### AIM
Starting with the line that contains "For the benchmark, mark every instance of the recessed" and going on through the end of the rows, rename "thickest part" to "widest part" and write those lines out again with nothing else changed.

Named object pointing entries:
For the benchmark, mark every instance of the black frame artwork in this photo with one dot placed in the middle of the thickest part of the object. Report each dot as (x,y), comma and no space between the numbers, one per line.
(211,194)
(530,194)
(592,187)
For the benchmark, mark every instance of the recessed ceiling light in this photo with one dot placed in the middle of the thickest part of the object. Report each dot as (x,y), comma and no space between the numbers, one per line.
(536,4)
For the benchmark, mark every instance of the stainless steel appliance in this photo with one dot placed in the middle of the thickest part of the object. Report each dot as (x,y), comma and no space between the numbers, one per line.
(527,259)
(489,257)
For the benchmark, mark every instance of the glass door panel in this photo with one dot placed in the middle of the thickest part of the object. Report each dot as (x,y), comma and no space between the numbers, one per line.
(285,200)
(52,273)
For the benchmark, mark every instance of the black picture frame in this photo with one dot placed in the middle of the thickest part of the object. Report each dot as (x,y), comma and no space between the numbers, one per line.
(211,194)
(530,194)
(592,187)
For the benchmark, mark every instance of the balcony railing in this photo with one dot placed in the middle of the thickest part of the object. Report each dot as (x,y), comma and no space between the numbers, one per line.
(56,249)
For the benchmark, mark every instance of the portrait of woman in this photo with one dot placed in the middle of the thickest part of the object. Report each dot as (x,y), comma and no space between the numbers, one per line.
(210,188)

### EXPECTED OUTPUT
For the benchmark, mark every instance of the recessed ceiling light in this photo with one dot placed in the middle of the widest part of the object. Report each dot as (x,y), comma and no space between the numbers, one per line.
(536,4)
For the benchmark, mark every instance of the stainless steel appliance in this photo with one dot placed in the middle of the widest part of the object. Report each dot as (x,y), comma and no space between the numbers, one per line.
(527,259)
(489,257)
For the benchmark, mark every instance of the glass door panel in this photo with one dot placed in the middle of the widest part of the object. Report each dot as (x,y), comma and no space between the numbers, one per line.
(285,200)
(52,273)
For the benchmark, mark every instance of the black picture frame in this photo with one dot placed in the middle of the widest part of the object. Report each dot as (x,y), comma and no space between the numbers, one per line.
(211,194)
(530,194)
(592,187)
For the benchmark, mark every instance of the balcony railing in this photo with one dot placed in the middle of the widest part of the object. Report each dot as (x,y), comma and no space between the numbers, one per line.
(56,249)
For the benchmark, mark every instance of the portrait of woman in this photo with one dot placed in the middle of the widest part of the object. Report each dot as (x,y), comma and no space between the numbers, one per line.
(210,188)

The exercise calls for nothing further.